• _Brief_: Return only this: the line with "find black and" and all the lines that follow it below, through the final one, exactly as they are.

------------------------------------------------

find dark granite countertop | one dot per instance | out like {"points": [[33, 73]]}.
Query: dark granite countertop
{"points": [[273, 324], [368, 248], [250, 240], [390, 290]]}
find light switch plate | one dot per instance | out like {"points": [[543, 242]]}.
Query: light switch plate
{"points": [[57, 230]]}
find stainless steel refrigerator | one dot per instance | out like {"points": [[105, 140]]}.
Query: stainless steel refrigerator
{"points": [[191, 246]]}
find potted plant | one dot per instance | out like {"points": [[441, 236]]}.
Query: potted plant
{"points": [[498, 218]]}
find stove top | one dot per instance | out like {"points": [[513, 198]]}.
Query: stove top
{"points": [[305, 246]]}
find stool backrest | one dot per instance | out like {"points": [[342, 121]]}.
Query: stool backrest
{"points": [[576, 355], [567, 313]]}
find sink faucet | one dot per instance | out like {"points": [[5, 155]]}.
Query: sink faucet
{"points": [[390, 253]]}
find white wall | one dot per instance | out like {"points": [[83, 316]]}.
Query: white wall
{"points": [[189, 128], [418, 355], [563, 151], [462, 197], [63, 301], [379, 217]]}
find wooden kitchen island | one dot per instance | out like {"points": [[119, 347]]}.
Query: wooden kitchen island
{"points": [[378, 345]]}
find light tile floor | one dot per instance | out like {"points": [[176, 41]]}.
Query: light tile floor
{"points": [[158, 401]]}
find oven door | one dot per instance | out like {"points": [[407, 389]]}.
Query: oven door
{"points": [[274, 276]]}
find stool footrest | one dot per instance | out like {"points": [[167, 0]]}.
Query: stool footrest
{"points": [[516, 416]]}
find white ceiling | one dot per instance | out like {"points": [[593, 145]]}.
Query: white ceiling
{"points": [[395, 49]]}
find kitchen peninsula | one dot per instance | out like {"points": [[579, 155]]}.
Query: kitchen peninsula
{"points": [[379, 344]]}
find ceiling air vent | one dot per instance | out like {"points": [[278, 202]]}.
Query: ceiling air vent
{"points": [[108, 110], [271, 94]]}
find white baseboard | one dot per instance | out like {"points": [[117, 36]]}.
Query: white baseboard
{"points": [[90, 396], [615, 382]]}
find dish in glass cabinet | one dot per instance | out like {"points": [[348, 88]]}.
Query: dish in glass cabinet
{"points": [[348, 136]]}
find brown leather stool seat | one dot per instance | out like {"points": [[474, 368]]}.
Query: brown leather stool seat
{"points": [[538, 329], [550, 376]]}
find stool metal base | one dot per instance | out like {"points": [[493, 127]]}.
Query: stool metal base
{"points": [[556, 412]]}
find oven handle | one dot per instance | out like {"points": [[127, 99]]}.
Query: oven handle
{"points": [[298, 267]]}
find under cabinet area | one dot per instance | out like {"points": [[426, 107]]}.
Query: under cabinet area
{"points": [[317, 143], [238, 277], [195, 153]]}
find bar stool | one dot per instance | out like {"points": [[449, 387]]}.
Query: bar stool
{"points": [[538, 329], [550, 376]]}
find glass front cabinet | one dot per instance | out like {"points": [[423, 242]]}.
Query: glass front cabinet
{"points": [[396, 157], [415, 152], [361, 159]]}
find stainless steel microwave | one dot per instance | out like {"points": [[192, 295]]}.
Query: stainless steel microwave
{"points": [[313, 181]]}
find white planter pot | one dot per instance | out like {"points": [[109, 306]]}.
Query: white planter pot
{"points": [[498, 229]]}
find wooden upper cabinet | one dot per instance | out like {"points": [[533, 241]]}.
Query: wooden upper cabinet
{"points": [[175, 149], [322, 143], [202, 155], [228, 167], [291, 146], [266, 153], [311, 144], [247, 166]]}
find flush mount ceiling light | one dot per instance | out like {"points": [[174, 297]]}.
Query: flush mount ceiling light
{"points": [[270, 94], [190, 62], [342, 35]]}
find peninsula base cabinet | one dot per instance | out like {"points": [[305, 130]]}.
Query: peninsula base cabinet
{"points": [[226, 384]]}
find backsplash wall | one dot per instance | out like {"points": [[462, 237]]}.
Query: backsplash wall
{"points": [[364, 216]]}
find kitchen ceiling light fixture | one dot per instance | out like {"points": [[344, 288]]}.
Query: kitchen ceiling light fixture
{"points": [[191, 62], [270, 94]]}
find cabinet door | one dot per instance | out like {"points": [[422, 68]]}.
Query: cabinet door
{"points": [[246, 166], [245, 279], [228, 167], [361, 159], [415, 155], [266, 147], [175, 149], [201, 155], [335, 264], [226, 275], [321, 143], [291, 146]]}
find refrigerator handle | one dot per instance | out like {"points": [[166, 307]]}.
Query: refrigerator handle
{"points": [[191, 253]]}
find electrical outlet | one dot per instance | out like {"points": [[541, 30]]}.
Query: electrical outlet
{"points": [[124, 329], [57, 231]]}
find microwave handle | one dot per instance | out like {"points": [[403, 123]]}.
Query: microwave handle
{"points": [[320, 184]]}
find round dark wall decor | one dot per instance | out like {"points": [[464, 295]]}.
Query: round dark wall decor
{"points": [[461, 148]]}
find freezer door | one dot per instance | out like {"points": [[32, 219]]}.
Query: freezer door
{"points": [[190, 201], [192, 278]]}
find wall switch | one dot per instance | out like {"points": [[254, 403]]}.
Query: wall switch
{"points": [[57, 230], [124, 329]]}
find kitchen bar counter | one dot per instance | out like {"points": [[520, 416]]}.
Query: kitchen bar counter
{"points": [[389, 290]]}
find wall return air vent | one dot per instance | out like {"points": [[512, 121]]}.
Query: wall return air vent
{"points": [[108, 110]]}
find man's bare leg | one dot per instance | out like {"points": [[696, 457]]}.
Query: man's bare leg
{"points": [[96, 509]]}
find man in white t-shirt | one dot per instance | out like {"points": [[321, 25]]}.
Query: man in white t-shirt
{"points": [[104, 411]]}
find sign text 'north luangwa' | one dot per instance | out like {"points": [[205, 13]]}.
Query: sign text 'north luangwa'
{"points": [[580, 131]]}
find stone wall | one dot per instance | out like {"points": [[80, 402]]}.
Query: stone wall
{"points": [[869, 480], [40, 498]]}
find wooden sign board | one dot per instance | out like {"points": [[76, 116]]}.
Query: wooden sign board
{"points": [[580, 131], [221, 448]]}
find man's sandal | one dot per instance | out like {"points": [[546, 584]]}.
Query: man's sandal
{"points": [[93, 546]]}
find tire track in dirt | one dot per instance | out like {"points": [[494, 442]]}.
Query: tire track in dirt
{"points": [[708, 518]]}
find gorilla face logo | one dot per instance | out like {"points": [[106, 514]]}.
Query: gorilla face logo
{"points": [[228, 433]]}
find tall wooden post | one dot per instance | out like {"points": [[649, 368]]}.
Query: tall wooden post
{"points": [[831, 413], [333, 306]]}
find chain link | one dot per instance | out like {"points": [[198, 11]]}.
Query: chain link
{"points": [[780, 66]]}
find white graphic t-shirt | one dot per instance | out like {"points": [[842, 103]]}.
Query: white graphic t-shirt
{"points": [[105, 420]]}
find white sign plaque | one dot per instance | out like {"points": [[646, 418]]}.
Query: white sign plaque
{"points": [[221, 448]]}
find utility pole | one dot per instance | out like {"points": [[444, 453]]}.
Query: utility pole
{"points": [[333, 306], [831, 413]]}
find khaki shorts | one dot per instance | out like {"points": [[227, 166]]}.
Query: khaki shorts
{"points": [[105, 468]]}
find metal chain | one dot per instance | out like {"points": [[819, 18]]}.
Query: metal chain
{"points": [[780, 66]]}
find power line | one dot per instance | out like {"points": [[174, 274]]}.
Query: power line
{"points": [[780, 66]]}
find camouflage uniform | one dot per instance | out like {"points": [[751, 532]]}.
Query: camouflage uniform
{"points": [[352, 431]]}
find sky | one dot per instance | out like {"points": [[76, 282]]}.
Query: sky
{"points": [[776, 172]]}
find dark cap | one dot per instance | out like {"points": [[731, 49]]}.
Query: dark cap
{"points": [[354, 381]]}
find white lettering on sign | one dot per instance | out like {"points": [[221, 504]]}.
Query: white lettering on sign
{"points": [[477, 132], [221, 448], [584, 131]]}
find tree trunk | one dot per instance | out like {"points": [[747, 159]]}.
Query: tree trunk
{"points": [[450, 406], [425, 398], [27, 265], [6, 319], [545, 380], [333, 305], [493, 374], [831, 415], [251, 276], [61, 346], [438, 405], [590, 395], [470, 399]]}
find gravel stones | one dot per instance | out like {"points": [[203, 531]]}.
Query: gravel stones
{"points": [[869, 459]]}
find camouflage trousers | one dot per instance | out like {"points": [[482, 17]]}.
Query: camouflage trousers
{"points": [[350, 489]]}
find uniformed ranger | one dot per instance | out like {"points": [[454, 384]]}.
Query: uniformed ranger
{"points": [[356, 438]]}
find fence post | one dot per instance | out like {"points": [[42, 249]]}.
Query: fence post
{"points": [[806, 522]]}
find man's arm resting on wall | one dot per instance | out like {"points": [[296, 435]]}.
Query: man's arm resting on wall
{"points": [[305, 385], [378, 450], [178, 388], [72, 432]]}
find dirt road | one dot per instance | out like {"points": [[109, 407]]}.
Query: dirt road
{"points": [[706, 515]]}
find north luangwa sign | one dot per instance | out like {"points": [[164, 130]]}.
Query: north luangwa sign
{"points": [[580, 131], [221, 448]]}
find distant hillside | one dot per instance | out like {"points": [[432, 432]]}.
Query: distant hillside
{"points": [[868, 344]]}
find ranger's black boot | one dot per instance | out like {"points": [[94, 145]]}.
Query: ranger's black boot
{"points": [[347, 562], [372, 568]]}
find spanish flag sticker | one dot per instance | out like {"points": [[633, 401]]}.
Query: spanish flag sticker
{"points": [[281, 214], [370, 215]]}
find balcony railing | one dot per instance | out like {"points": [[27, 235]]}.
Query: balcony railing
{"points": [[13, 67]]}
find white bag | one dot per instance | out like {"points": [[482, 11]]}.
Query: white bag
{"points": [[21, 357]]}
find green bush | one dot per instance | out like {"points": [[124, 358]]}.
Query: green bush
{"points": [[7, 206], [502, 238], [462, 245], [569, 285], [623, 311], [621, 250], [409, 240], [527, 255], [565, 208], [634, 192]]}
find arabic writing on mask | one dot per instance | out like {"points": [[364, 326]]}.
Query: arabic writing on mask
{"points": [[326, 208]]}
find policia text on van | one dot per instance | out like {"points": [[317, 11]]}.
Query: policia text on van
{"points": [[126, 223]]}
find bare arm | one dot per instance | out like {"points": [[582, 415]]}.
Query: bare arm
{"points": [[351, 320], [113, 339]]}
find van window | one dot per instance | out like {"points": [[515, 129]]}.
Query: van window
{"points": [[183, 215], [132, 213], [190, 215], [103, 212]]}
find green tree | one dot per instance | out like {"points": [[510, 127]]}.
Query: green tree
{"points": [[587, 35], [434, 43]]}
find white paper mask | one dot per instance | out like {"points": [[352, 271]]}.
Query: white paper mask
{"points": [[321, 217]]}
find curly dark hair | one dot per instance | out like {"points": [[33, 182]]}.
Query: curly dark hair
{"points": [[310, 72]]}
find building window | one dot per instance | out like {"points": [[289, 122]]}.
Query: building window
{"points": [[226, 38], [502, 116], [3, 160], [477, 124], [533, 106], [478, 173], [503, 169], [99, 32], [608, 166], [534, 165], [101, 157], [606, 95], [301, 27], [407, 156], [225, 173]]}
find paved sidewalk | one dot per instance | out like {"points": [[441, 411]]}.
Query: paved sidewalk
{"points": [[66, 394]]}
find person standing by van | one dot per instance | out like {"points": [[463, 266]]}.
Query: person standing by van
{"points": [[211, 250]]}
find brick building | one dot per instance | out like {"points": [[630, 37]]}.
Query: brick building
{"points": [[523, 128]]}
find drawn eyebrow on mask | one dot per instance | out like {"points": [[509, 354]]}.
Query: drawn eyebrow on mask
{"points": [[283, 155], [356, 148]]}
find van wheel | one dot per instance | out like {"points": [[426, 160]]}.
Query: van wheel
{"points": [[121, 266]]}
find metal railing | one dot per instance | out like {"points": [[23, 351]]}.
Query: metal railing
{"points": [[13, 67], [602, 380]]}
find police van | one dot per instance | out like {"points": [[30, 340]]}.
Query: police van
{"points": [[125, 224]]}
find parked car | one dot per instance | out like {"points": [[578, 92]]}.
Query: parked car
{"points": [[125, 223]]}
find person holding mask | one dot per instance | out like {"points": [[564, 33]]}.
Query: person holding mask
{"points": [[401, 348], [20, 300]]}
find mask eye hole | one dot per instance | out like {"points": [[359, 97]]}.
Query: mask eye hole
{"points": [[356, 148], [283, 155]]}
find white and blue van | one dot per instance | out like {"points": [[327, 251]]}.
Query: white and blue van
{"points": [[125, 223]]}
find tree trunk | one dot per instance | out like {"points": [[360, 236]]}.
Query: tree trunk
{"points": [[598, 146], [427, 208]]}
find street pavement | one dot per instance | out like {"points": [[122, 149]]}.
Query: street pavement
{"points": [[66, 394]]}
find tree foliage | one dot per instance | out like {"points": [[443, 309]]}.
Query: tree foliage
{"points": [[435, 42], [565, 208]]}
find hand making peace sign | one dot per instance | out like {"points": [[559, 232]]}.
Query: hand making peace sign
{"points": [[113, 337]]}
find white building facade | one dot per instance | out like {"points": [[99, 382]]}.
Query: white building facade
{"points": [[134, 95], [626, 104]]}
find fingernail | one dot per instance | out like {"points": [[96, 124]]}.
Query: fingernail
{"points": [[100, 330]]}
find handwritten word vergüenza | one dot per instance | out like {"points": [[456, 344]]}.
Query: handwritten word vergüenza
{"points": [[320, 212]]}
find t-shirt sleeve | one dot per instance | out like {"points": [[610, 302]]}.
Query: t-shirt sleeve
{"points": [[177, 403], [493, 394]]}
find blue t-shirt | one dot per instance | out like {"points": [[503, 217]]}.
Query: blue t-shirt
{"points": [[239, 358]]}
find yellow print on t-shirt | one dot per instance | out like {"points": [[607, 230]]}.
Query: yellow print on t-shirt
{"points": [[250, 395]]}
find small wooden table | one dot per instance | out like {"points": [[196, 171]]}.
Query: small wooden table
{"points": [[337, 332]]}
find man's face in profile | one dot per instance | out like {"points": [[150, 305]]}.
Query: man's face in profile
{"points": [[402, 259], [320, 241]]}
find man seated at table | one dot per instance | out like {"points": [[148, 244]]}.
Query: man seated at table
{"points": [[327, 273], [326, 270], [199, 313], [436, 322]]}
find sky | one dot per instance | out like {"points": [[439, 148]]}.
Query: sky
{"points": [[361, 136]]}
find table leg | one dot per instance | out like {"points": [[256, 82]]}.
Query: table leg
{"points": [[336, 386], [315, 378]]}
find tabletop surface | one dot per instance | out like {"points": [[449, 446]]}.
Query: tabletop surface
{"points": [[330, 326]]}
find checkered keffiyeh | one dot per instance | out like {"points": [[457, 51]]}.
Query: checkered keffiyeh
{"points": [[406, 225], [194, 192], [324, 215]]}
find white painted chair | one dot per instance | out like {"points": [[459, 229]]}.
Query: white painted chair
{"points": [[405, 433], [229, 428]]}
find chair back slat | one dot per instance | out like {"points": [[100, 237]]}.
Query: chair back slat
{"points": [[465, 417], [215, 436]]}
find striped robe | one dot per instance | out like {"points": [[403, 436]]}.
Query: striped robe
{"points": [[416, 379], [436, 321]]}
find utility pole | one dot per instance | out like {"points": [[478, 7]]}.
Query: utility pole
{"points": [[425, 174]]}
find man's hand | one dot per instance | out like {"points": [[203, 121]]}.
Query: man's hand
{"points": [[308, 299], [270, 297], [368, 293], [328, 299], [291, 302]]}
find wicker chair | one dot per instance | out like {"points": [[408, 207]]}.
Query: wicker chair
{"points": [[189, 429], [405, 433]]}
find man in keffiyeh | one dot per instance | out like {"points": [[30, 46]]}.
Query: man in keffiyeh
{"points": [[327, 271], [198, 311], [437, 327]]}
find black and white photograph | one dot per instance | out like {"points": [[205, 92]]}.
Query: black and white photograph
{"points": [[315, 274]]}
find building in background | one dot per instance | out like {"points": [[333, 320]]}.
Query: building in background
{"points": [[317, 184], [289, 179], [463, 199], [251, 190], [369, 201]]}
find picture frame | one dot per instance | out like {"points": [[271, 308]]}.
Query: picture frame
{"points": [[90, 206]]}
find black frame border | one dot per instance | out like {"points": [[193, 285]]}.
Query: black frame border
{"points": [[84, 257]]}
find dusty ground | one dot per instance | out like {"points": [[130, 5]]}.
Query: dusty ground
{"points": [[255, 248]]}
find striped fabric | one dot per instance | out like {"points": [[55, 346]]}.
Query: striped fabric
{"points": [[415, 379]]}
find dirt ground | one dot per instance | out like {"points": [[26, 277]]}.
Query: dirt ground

------------------------------------------------

• _Answer to this problem_:
find black and white photograph | one dot per instance | out like {"points": [[205, 92]]}.
Query: black and white photograph
{"points": [[315, 274]]}
find building in background | one dot per instance | out like {"points": [[333, 320]]}.
Query: building in background
{"points": [[317, 184], [289, 179], [463, 199], [251, 190], [369, 201]]}
find picture frame | one dot per instance | out like {"points": [[271, 308]]}.
Query: picture frame
{"points": [[90, 206]]}
find black frame border | one dot per instance | out like {"points": [[193, 285]]}.
Query: black frame border
{"points": [[84, 257]]}
find dusty ground | one dot per instance | out like {"points": [[130, 5]]}.
Query: dusty ground
{"points": [[255, 248]]}
find striped fabric | one dot per instance | out like {"points": [[55, 346]]}.
Query: striped fabric
{"points": [[415, 379]]}
find dirt ground | one dot per instance | out like {"points": [[26, 277]]}.
Query: dirt ground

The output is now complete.